Exercise requirements ::
1. The passage on agricultural water management names the kinds of sustainability that practitioners struggle to achieve. List them all.
2. Extend the passage on complexity in agricultural water management, starting after its final sentence.

Given passage ::
::::

As a result, agricultural water management professionals in developing countries feel confronted by ever-increasing complexity and uncertainty, which threaten to make interventions… unmanageable. This leads to a critical gap between the increasing sophistication of concepts for interventions to improve agricultural water management and the reality of implementation on the ground.

This paper suggests that complexity is one of the main stumbling blocks for agricultural water management practitioners as they struggle to achieve social, economic and ecological sustainability. Complexity will become a more important issue in the future, in the rapidly changing context of agricultural water management. The paper discusses essential aspects of meeting this challenge – of coping with complexity.

An important distinction is made between systemic and non-systemic interventions… Systemic interventions are tasks and services – such as the reform of water user associations or the drainage of wetlands – that need to take account of the complexity of the ‘target system’. Non-systemic interventions are those that do not have to do that, such as simple construction tasks. This distinction results in the differentiation of groups of interventions… that call for different management approaches. In particular, it highlights a central separation between two types of systemic interventions.

::::

Data excerpt ::
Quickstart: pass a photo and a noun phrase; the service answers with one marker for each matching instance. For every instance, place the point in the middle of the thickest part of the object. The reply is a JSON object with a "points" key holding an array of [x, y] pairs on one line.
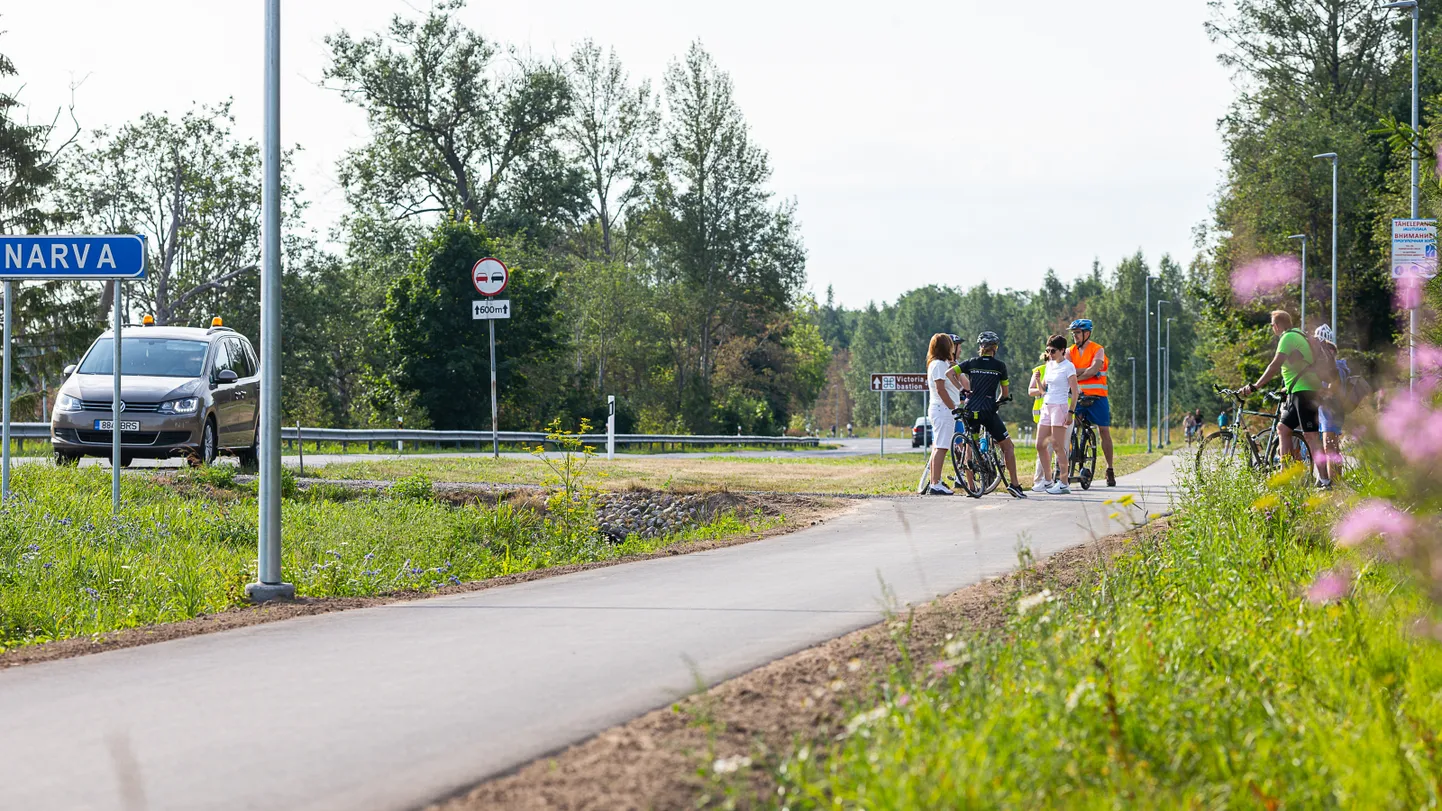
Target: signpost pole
{"points": [[495, 429], [9, 325], [610, 427], [268, 585], [116, 403]]}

::::

Answer list ::
1. Social, economic, ecological

2.
First, there are interventions that lend themselves to in-depth analysis and the elaboration of solutions… by professional experts. Second, there are interventions that squarely confront the limits of expert advice. Here, attempts to assume the role of expert – who conceives ways to change or ‘improve’ a complex system – may even be counterproductive. Neglecting this crucial differentiation is one of the most frequent reasons for the management failures of interventions in agricultural water management.

The essential differences in management approaches required by the various types of interventions are specified and discussed. These reflections result in the grave observation that conventional project management approaches are not suitable for coping with complexity-oriented interventions. The paper presents different management models compatible with the different types of interventions.

Coping with complexity requires capacities of those involved that go beyond the usual disciplinary competence. The paper examines the professional capacities needed by those who provide agricultural water management interventions. Moreover, it draws attention to the special capacities that clients of systemic interventions must acquire if they are to retain ownership. This sheds light on the crucial difference between professional competence and complexity-related capability and on the consequences of ignoring it.

Agricultural water management practitioners face specific pitfalls when confronted with complexity. These relate to the inscrutable nature of complex systems, which tend to encourage opportunistic behaviour such as rent-seeking and corruption. These ‘principal-agent problems’ often result in the misallocation of scarce (water) resources and discriminate against poor rural people. The causes of such problems are described, together with ways of counteracting their emergence.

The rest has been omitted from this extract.